* [Stated problem]: In the article on Canada's legal cannabis market, please list the problems named before the colon in the paragraph that begins "High prices".

* [Text extract]:
——

Source:
https://scmp.com/news/world/united-states-canada/article/3006332/back-dope-demand-canadian-cannabis-users-return
World/ United States & Canada

Back by dope demand: Canadian cannabis users return to black market as legal shops struggle with supply

  • Getting rid of black market was a key aim of PM Justin Trudeau’s legalisation plan, but government admits there are ‘clearly still issues in the supply chain’
Cannabis buds on display at a shop in Ottawa on Monday, April 1, 2019. Photo: Bloomberg

High prices, short supplies and queues at stores: six months after Canada legalised recreational cannabis, people are still buying a lot of pot on the black market as legal sources fail to meet demand.

But authorities say the legal market will eventually put street dealers and criminal gangs out of work, once the fledgling industry finds its footing.

An employee uses a tablet computer to search for products at the HOBO Recreational Cannabis Store in Ottawa on Monday, April 1, 2019. Photo: Bloomberg
An employee uses a tablet computer to search for products at the HOBO Recreational Cannabis Store in Ottawa on Monday, April 1, 2019. Photo: Bloomberg

“There are clearly still issues in the supply chain,” said Bill Blair, Prime Minister Justin Trudeau’s point man on cannabis legalisation.

——

Point annotation records
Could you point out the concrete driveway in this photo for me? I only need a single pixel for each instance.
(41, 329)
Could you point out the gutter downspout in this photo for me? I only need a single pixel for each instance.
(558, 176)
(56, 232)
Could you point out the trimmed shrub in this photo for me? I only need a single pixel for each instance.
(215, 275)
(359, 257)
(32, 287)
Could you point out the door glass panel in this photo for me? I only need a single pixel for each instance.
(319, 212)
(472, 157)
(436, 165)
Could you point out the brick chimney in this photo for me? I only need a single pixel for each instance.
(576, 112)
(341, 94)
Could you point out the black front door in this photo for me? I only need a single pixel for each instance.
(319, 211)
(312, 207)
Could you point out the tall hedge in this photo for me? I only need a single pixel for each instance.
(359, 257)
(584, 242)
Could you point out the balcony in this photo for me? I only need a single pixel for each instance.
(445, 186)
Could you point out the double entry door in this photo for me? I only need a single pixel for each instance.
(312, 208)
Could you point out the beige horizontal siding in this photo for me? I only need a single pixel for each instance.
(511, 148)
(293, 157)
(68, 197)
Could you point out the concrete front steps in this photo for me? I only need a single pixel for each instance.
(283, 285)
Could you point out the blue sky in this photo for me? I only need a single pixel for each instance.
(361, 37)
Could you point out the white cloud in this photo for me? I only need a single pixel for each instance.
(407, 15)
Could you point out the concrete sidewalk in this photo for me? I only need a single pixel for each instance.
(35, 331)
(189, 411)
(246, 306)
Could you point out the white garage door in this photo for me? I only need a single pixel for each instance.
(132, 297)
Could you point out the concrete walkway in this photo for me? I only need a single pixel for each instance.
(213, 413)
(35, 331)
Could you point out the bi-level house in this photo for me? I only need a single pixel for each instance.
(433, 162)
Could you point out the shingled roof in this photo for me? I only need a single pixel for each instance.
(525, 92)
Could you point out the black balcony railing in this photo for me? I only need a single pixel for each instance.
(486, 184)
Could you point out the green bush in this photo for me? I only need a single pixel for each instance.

——

* [Response to the task]:
High prices
Short supplies
Queues at stores